=== Extract ===
The big O-notation runtime is still O(n!) ~ 17! ~ 355 trillion because the upper-bound is that all permutations are not valid English words and also not valid prefixes. But, in practice / on average this algorithm is much more efficient since I got it to run in ~140 seconds on "O DRACONIAN DEVIL". We produced 1,458 valid permutations, a much more sane number than 355 trillion. With adding printlines we see that with the above heuristics we've skipped 65 million recursive calls! WOW!

Here is an algorithm that enumerates all the sane permutations of "O, DRACONIAN DEVIL!".

import string
import time

TRIE_END = '__end'

INPUT_COMMON_ENGLISH_WORDS = '/Users/lucasou-yang/google-10000-english-usa.txt'
INPUT_TRIGRAMS = '/Users/lucasou-yang/trigrams.txt'


def build_trie():
    with open (INPUT_COMMON_ENGLISH_WORDS, 'r') as english_words:
        data = [line.strip() for line in english_words.readlines()
                if line.strip()]
        root = {}
        for word in data:
            current_dict = root
            for letter in word:
                current_dict = current_dict.setdefault(letter, {})
            current_dict[TRIE_END] = True
        print('Trie contains %s words' % len(data))
        return root


def build_english_dict():
    with open (INPUT_COMMON_ENGLISH_WORDS, 'r') as english_words:
        return set(line.strip() for line in english_words.readlines()
                   if line.strip() and len(line.strip()) > 1)


def find_bigrams(input_list):
    return zip(input_list, input_list[1:])


def is_trie_prefix(trie, word):
    if not word or not word.strip():
        return False

    current_dict = trie
    for letter in word:
        if letter in current_dict:
            current_dict = current_dict[letter]
        else:
            return False
    return True


TRIE = build_trie()
ENGLISH_DICT = build_english_dict()

skipped_recursion = 0


def recurse(input_letters, current_permu, solution, final_len, word_end_index):
    global skipped_recursion
    # current permutation matches original anagram length, see if words
    # qualify as real sentence and dedupe, if valid, add to solution set
    if len(current_permu) == final_len:
        last_word = ''.join(current_permu[word_end_index:])
        candidate_word = ''.join(current_permu)
        if last_word in ENGLISH_DICT and \
                candidate_word not in solution:
            solution = solution.add(candidate_word)
            # print(candidate_word.upper())
        return

    seen_at_start = set()  # dedupe repeated characters in recursive depth
    for idx in range(len(input_letters)):
        cur = input_letters.pop(idx)
        if cur in seen_at_start:
            skipped_recursion += 1
            input_letters.insert(idx, cur)
            continue

        seen_at_start.add(cur)
        current_permu.append(cur)
===
◆ Directive 1
Duplicate the passage about the anagram permutation code from "# print(candidate_word.upper())" up to and including "current_permu.append(cur)".
◆ Directive 2
Rewrite the listing below with "white cloud" changed to "storm cloud" and everything else unchanged. Leave the picture out of your answer.
=== Rows ===
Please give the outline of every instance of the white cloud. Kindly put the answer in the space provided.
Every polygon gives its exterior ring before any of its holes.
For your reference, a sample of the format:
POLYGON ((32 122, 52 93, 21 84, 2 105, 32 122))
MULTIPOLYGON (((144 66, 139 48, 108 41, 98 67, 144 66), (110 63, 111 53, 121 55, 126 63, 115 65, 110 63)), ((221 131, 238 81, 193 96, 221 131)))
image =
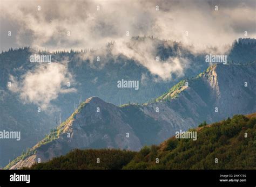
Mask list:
===
◆ Correct answer 1
# print(candidate_word.upper())
        return

    seen_at_start = set()  # dedupe repeated characters in recursive depth
    for idx in range(len(input_letters)):
        cur = input_letters.pop(idx)
        if cur in seen_at_start:
            skipped_recursion += 1
            input_letters.insert(idx, cur)
            continue

        seen_at_start.add(cur)
        current_permu.append(cur)

◆ Correct answer 2
Please give the outline of every instance of the storm cloud. Kindly put the answer in the space provided.
Every polygon gives its exterior ring before any of its holes.
For your reference, a sample of the format:
POLYGON ((32 122, 52 93, 21 84, 2 105, 32 122))
MULTIPOLYGON (((144 66, 139 48, 108 41, 98 67, 144 66), (110 63, 111 53, 121 55, 126 63, 115 65, 110 63)), ((221 131, 238 81, 193 96, 221 131)))
image =
Mask list:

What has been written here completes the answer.